**THE PROBLEM**
Convert every line of the entries below into a Markdown table with two columns, Row and Line, numbering the rows in order and omitting blank lines.

◇ ◇ ◇ ◇ ◇ ◇ ◇

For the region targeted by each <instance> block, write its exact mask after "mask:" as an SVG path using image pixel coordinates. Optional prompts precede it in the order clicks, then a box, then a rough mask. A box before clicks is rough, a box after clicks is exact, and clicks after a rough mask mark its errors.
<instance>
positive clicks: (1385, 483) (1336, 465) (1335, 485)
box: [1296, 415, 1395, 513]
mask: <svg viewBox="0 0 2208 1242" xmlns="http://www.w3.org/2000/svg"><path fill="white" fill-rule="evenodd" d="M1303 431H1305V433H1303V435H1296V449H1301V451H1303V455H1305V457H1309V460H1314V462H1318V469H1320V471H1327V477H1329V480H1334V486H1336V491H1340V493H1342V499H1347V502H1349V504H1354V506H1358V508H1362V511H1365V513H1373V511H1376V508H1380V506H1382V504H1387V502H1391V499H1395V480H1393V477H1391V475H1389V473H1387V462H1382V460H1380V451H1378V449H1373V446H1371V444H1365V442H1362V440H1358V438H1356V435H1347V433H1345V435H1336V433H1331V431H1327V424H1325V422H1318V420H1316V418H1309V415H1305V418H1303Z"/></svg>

◇ ◇ ◇ ◇ ◇ ◇ ◇

**RESULT OF THE TASK**
| Row | Line |
|---|---|
| 1 | For the region targeted by each <instance> block, write its exact mask after "mask:" as an SVG path using image pixel coordinates. Optional prompts precede it in the order clicks, then a box, then a rough mask. A box before clicks is rough, a box after clicks is exact, and clicks after a rough mask mark its errors. |
| 2 | <instance> |
| 3 | positive clicks: (1385, 483) (1336, 465) (1335, 485) |
| 4 | box: [1296, 415, 1395, 513] |
| 5 | mask: <svg viewBox="0 0 2208 1242" xmlns="http://www.w3.org/2000/svg"><path fill="white" fill-rule="evenodd" d="M1303 431H1305V433H1303V435H1296V449H1301V451H1303V455H1305V457H1309V460H1314V462H1318V469H1320V471H1327V477H1329V480H1334V486H1336V491H1340V493H1342V499H1347V502H1349V504H1354V506H1358V508H1362V511H1365V513H1373V511H1376V508H1380V506H1382V504H1387V502H1391V499H1395V480H1393V477H1391V475H1389V473H1387V462H1382V460H1380V451H1378V449H1373V446H1371V444H1365V442H1362V440H1358V438H1356V435H1347V433H1345V435H1336V433H1331V431H1327V424H1325V422H1318V420H1316V418H1309V415H1305V418H1303Z"/></svg> |